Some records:

::::::::::

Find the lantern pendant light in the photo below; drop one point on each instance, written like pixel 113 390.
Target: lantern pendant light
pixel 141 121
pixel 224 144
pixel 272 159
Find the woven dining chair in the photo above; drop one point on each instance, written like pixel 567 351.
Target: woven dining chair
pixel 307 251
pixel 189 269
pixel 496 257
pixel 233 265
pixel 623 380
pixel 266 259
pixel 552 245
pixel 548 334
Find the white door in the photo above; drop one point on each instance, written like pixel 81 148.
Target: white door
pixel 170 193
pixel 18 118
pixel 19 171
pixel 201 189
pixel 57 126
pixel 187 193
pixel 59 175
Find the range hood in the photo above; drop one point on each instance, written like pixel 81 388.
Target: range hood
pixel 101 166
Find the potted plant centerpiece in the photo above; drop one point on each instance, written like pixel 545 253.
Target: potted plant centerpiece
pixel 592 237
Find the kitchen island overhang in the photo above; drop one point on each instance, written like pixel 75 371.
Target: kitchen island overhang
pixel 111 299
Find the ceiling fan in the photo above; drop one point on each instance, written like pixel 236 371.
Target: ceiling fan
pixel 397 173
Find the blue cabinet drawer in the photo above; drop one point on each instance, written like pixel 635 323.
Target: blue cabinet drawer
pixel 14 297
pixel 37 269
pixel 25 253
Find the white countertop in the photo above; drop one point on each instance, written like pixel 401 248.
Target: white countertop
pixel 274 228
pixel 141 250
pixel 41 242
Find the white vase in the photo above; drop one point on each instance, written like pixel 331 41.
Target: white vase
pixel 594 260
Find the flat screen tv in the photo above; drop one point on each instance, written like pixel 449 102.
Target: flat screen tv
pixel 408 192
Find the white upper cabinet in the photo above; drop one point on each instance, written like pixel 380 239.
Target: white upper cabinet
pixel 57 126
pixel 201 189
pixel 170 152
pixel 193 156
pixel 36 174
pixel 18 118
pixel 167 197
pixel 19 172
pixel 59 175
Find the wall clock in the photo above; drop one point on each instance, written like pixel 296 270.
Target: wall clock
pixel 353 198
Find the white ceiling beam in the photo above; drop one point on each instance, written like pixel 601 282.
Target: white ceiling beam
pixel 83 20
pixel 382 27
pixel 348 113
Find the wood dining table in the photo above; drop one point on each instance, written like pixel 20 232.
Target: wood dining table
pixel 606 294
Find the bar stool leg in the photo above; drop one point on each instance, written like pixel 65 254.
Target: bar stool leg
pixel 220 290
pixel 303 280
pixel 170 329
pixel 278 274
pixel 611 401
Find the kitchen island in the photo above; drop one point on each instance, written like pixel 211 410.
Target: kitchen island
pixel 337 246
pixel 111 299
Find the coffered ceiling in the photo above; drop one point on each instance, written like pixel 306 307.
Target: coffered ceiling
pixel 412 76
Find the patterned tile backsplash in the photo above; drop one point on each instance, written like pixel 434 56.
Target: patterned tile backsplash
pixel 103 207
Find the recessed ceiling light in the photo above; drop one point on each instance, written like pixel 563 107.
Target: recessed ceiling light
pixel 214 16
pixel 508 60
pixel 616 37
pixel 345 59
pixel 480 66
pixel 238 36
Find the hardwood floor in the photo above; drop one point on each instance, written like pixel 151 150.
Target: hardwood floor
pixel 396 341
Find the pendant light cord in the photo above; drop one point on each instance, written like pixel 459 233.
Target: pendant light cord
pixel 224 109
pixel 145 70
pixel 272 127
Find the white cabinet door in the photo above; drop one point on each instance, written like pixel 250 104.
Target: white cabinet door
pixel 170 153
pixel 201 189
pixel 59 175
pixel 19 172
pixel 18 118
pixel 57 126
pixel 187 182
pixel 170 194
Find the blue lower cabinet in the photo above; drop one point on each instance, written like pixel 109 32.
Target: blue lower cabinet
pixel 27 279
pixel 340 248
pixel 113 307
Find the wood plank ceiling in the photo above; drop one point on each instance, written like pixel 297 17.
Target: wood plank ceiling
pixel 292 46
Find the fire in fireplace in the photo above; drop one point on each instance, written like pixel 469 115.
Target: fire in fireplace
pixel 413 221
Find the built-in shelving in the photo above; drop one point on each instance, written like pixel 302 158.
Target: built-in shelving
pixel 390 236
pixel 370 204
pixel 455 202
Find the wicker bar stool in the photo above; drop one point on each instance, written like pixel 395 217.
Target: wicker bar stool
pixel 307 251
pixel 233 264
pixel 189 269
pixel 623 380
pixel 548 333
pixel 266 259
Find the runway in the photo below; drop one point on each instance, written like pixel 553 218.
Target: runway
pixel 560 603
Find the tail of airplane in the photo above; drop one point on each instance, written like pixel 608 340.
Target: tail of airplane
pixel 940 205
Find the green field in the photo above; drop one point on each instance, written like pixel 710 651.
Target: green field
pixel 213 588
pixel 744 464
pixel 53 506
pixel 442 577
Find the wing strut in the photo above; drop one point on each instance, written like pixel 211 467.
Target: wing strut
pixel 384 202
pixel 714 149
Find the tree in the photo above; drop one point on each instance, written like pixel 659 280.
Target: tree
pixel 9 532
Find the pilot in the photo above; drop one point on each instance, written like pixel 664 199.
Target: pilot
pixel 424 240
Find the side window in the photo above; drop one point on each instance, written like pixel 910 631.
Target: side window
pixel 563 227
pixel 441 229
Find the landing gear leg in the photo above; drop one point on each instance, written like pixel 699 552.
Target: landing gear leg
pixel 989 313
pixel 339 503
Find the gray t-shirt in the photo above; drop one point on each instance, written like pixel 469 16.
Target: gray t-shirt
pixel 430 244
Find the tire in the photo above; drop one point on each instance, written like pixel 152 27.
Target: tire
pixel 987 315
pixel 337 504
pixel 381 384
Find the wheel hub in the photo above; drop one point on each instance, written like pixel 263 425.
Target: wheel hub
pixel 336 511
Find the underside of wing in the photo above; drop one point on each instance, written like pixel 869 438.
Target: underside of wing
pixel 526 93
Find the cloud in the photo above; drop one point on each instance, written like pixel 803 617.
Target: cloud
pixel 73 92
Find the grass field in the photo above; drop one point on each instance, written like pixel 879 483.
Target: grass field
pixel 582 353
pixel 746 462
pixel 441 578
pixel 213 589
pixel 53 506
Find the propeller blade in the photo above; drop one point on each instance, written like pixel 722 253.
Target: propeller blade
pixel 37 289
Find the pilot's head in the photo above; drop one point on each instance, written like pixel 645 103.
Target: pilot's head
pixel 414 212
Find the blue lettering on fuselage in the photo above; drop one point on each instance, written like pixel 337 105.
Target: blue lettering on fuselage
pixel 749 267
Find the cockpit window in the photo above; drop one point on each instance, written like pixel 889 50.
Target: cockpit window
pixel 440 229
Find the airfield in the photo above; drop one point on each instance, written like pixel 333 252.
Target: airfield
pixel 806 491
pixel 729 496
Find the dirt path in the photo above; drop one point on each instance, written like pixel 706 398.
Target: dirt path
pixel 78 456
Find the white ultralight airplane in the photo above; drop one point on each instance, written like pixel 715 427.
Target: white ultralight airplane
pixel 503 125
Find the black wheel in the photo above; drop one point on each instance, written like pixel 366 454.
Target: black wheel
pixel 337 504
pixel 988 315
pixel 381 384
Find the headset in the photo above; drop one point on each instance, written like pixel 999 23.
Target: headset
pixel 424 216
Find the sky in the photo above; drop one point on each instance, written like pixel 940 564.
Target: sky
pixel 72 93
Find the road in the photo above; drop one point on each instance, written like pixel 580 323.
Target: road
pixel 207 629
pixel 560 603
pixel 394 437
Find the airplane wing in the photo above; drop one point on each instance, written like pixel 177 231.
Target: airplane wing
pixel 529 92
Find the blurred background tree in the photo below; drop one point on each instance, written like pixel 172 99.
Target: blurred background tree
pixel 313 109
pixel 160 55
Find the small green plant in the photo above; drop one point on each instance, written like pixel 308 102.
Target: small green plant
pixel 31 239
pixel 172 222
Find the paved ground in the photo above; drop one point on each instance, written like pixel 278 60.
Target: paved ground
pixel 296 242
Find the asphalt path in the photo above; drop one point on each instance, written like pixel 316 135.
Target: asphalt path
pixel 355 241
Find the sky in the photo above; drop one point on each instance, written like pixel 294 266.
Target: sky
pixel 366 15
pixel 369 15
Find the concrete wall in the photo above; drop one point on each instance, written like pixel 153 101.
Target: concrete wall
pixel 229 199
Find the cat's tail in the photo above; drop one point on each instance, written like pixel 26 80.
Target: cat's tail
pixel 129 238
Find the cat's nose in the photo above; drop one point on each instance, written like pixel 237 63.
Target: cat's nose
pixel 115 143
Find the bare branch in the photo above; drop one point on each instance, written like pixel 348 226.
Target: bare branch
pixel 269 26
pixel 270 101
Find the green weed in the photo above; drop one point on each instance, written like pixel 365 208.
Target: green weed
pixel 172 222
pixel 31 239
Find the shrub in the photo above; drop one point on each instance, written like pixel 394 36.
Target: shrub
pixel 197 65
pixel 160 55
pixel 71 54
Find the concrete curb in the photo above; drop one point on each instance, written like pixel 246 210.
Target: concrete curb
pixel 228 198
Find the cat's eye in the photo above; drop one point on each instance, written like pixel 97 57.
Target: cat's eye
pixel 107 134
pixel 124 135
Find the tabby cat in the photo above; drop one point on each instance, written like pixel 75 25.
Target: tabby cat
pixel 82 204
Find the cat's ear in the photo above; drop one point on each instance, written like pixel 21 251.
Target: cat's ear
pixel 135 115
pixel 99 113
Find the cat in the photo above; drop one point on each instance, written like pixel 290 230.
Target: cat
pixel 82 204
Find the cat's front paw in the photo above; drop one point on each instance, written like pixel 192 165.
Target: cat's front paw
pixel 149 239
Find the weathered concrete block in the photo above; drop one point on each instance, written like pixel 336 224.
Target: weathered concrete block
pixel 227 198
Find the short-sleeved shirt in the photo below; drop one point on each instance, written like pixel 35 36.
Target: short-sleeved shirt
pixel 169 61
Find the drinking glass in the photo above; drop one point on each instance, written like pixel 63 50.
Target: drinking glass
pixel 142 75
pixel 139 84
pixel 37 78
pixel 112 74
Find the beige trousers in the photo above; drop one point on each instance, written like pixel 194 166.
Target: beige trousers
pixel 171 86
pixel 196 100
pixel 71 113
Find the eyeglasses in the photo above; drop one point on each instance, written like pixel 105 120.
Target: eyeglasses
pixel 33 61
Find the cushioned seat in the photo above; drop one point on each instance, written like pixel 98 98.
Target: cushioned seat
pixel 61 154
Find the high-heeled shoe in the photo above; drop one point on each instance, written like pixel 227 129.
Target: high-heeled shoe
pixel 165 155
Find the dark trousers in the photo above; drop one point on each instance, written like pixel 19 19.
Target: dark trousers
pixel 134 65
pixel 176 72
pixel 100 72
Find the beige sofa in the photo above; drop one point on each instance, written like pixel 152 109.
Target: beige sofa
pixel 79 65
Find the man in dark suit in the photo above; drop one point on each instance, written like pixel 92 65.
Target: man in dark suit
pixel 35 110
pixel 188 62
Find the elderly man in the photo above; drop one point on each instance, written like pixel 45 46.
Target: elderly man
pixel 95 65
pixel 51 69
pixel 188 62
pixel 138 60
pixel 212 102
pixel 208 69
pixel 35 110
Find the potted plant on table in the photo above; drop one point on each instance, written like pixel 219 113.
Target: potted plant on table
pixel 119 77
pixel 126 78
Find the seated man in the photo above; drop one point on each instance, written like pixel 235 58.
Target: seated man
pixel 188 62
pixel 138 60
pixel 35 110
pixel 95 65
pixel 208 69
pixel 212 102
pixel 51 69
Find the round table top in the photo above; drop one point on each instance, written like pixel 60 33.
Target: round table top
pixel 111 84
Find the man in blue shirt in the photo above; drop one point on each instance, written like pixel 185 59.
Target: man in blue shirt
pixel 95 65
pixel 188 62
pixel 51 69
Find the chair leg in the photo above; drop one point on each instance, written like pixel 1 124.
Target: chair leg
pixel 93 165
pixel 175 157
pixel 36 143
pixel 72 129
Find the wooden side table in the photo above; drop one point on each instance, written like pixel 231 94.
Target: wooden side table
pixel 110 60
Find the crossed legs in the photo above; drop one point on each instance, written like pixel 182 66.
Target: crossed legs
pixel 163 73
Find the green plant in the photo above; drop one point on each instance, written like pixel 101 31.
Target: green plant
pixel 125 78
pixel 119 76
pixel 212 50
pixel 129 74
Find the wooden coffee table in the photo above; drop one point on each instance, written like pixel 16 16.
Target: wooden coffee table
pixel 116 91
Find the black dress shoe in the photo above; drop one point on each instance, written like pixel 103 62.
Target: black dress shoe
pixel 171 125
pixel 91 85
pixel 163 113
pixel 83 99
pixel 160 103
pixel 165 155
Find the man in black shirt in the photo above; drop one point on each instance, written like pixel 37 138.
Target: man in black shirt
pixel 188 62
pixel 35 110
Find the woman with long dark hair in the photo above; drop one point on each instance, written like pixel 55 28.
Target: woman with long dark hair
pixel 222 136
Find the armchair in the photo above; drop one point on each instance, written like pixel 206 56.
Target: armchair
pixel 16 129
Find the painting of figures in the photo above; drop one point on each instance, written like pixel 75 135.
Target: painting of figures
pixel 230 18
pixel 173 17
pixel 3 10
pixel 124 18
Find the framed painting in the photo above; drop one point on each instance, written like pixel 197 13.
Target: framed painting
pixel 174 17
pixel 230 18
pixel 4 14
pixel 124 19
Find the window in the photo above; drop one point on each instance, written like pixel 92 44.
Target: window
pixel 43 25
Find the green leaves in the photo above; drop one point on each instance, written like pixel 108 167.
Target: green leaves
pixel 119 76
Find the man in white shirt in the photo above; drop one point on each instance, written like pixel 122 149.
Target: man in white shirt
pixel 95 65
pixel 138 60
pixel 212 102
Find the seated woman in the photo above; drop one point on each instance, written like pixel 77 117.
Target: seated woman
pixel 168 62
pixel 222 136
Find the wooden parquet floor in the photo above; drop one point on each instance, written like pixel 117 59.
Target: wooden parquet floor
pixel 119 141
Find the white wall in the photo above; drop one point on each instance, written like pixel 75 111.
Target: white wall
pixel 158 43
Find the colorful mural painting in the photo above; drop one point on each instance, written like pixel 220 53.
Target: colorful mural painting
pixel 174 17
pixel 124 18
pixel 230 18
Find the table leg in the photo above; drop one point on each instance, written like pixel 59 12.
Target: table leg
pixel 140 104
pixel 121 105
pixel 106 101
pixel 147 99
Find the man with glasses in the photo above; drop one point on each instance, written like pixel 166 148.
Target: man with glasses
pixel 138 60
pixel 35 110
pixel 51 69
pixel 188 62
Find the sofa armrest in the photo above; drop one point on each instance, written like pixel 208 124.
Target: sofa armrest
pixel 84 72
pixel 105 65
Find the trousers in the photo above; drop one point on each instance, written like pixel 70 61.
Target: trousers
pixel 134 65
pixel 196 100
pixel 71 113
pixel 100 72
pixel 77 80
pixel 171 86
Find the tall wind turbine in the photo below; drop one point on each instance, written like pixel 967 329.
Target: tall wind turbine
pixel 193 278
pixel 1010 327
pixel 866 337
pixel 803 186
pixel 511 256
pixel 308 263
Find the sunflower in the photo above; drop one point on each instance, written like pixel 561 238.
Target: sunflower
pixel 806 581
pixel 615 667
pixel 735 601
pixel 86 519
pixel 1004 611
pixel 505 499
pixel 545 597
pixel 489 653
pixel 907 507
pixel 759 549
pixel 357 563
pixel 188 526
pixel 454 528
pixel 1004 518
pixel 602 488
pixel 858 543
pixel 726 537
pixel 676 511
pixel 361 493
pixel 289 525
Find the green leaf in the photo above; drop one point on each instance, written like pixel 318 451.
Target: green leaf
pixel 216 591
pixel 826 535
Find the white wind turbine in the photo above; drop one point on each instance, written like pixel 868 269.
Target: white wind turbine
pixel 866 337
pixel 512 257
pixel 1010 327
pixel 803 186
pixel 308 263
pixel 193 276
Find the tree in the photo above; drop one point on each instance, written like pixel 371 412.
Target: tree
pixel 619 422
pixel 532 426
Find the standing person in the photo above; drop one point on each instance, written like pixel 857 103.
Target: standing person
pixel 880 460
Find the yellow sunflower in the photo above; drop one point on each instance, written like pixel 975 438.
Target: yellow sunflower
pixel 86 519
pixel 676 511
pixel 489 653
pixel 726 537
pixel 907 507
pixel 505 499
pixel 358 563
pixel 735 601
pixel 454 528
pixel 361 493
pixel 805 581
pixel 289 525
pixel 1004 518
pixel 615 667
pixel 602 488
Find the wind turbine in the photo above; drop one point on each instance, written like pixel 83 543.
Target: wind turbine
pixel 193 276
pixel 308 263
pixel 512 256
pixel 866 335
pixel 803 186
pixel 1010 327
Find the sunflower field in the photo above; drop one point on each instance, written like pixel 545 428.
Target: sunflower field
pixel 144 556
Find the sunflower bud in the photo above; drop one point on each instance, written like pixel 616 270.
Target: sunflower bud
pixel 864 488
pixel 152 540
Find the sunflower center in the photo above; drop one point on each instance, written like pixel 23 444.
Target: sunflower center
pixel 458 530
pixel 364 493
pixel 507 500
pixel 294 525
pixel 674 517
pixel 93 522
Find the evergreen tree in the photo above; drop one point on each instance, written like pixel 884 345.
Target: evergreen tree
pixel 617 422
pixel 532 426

::::::::::

** STATED GOAL **
Lay out the lines of the data above as a numbered list, skipping blank lines. Start at the line containing "Find the bar stool" and end after the line containing "pixel 103 207".

** FINISHED EXERCISE **
1. Find the bar stool leg in the photo above; drop one point on each instance, written like pixel 65 254.
2. Target: bar stool leg
3. pixel 220 290
4. pixel 303 280
5. pixel 170 329
6. pixel 278 274
7. pixel 611 401
8. Find the kitchen island in the photo above; drop one point on each instance, written like pixel 211 410.
9. Target: kitchen island
10. pixel 337 246
11. pixel 111 299
12. Find the coffered ceiling in the photo above; drop one point on each instance, written like pixel 306 307.
13. Target: coffered ceiling
14. pixel 412 76
15. Find the patterned tile backsplash in the photo above; drop one point on each instance, written like pixel 434 56.
16. Target: patterned tile backsplash
17. pixel 103 207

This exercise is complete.